How a Data Science Professor May Help Your Doctor Cure What Ails You

Picture the vast amount of healthcare data collected by scientists and clinicians on everything from clinical trials to doctors’ notes. Now imagine the difficulty doctors face in providing patients with the most up-to-date and reliable treatment plans.

Comprehending such an amplitude of data may sound insurmountable to most of us, but not to Byron Wallace, assistant professor and director of the BS in Data Science program at Khoury College. (He also holds an adjunct appointment at Brown University’s Center for Evidence Synthesis in Health.) Wallace believes – and demonstrates in his research – that medicine should be data-driven. The ultimate aim? “To uncover all clinical trials and determine what treatments that the evidence indicates will likely work,” he says.

With the goal of better treatment in mind, Wallace combines machine learning and natural language processing methods to “ingest and digest articles” to make sense of language and text to determine the best treatments for patients. Although doctors are the people most able to interpret and understand medical data, Wallace points out that “they don’t have the time or means to process vast amounts of data.” His objective is to help doctors sort through the evidence, lessening the human workload while providing information they need to determine effective treatments.

Wallace’s program RobotReviewer, “works by applying various extraction and classification models to the text within full-text articles describing the conduct and results of clinical trials. For example, it classifies every sentence as describing the study population (or not).” Another way to understand this is to think about how software in computers distinguishes spam in email from other messages by finding correlations between words and frequency of emails that are spam. RobotReviewer, explains Wallace, “appraises the full text to classify an article as being at high or low statistical ‘risks of bias’, which is a proxy for the reliability of the underlying evidence reported.”

Wallace first became interested in research as an undergraduate at University of Massachusetts Amherst with Professor James Kurose. Later, as a computer science graduate student at Tufts University, Wallace’s interest in the health field was sparked by Carla Brodley, his advisor and professor at Tufts and now dean of Khoury College, and Thomas Trikalinos, M.D., who is now at Brown. It was in Brodley’s Biomedical Machine Learning class that Wallace realized the vast amount of health-related data seemingly “buried” in texts.

Wallace now serves as a mentor to four PhD students at Northeastern and co-advises a fifth student. For his co-op job last year, undergraduate student Eric Lehman (BSCS ‘20) worked with Wallace on a project concerning medical trials from papers in which different outcomes were indicated for the same kinds of trial. Lehman facilitated the collection of all the data and worked with machine learning models to evaluate the tasks given to doctors.

Lehman found Wallace to be outstanding as a mentor: “He gave me the opportunity to do the kinds of research that is usually reserved for graduate students with more experience.” When their findings were published last year in a paper at the North American Chapter of the Association for Computational Linguistics (NAACL), a major and highly selective conference in natural language processing, Wallace gave Lehman first authorship of the paper, a remarkable feat for a college sophomore.

A native of western Massachusetts, Wallace spent two years at the University of Texas in Austin before joining the Northeastern faculty in 2013. His work at Khoury College has been supported with grants from the National Institutes of Health, National Science Foundation, the Army Research Office, Seton Hospital, and Amazon, with seed funds from Brown University.

The recipient of the 2018 Early Career Award from the Society for Research Synthesis Methods, Wallace has published numerous papers.  He finds Khoury College a very exciting place to work because research in his research area usually takes place in hospitals, not universities. It is his hope that his research “contributes to continued progress towards teaching machines to make sense of language and text.”

PROBLEM TO SOLVE:
Reproduce the article on Byron Wallace's research word for word, from "Lehman found Wallace" to "a college sophomore.".

DATA SECTION:
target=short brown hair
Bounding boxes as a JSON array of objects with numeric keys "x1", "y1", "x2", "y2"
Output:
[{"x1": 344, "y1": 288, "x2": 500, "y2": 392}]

EXERCISE OUTPUT:
Lehman found Wallace to be outstanding as a mentor: “He gave me the opportunity to do the kinds of research that is usually reserved for graduate students with more experience.” When their findings were published last year in a paper at the North American Chapter of the Association for Computational Linguistics (NAACL), a major and highly selective conference in natural language processing, Wallace gave Lehman first authorship of the paper, a remarkable feat for a college sophomore.